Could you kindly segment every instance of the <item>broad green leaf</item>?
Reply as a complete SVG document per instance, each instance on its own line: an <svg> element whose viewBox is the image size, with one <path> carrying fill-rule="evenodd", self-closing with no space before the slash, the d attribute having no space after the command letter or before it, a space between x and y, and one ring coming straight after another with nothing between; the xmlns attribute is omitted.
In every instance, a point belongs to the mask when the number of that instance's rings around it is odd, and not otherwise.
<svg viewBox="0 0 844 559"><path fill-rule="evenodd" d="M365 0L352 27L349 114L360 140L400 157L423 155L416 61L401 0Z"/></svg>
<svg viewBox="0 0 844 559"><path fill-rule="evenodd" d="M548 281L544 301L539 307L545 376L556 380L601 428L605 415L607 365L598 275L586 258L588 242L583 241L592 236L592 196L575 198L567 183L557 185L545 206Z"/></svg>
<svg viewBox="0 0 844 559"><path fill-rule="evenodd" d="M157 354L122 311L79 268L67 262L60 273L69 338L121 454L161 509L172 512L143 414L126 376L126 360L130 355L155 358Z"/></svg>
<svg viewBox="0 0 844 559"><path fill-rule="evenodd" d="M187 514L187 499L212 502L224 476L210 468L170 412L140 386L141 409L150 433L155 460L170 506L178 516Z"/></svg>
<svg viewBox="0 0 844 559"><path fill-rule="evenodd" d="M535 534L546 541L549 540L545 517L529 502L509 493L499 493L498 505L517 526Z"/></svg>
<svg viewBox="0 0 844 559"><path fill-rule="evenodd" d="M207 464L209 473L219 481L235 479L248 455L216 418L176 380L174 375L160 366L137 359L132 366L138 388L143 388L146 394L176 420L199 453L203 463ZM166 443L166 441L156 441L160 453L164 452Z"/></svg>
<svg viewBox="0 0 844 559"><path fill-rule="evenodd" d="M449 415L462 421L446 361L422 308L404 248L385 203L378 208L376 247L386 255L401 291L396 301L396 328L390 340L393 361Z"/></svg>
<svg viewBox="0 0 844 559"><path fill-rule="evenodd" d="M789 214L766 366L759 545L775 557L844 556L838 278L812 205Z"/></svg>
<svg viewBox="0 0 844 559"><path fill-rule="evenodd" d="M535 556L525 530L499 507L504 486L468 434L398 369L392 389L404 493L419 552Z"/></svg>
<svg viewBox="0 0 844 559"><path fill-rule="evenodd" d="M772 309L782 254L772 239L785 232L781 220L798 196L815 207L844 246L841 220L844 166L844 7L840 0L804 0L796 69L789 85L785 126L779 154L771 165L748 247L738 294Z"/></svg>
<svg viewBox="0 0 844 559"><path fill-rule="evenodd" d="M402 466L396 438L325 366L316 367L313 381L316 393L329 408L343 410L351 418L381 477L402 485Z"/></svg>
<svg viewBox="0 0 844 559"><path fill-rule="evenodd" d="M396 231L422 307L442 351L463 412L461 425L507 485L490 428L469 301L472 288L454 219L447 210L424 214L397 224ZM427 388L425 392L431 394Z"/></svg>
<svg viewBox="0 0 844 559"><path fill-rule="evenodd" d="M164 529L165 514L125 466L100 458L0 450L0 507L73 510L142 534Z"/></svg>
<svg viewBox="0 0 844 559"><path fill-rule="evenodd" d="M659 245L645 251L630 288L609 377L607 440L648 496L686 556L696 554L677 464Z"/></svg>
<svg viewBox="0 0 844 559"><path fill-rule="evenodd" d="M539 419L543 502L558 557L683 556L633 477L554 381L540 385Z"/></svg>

——

## Task objective
Could you copy the listing line for line, starting at its very first line and stopping after the line that contains "556L525 530L499 507L504", with both of those lines included?

## Solution below
Could you kindly segment every instance of the <item>broad green leaf</item>?
Reply as a complete SVG document per instance, each instance on its own line: an <svg> element whose viewBox is the image size, with one <path> carrying fill-rule="evenodd", self-closing with no space before the slash, the d attribute having no space after the command letter or before it, a space between x and y, and one ring coming straight after another with nothing between; the xmlns attribute is omitted.
In every instance, a point belongs to the mask when the number of that instance's rings around it is odd, and not otherwise.
<svg viewBox="0 0 844 559"><path fill-rule="evenodd" d="M365 0L352 27L349 114L360 140L400 157L423 155L416 61L401 0Z"/></svg>
<svg viewBox="0 0 844 559"><path fill-rule="evenodd" d="M548 281L544 301L539 307L545 376L556 380L601 428L605 415L607 365L598 275L586 258L588 242L583 241L592 236L592 196L575 198L567 183L557 185L545 206Z"/></svg>
<svg viewBox="0 0 844 559"><path fill-rule="evenodd" d="M157 354L122 311L79 268L67 262L60 273L69 338L121 454L161 509L172 512L143 414L126 376L126 360L130 355L155 358Z"/></svg>
<svg viewBox="0 0 844 559"><path fill-rule="evenodd" d="M187 514L187 499L212 502L224 476L210 468L170 412L140 386L141 409L150 433L155 460L170 506L178 516Z"/></svg>
<svg viewBox="0 0 844 559"><path fill-rule="evenodd" d="M535 534L546 541L549 540L545 517L529 502L509 493L499 493L498 505L517 526Z"/></svg>
<svg viewBox="0 0 844 559"><path fill-rule="evenodd" d="M207 464L209 473L219 481L235 479L248 455L216 418L176 380L174 375L160 366L137 359L132 366L138 388L143 388L146 394L176 420L199 453L203 463ZM166 443L166 441L156 441L160 453L164 452Z"/></svg>
<svg viewBox="0 0 844 559"><path fill-rule="evenodd" d="M449 415L462 421L446 361L422 308L404 248L385 203L378 208L376 247L386 255L401 291L396 301L396 328L390 340L393 361Z"/></svg>
<svg viewBox="0 0 844 559"><path fill-rule="evenodd" d="M789 214L766 366L759 545L775 557L844 556L838 278L812 205Z"/></svg>
<svg viewBox="0 0 844 559"><path fill-rule="evenodd" d="M535 556L525 530L499 507L504 486L468 434L398 369L392 389L404 493L419 552Z"/></svg>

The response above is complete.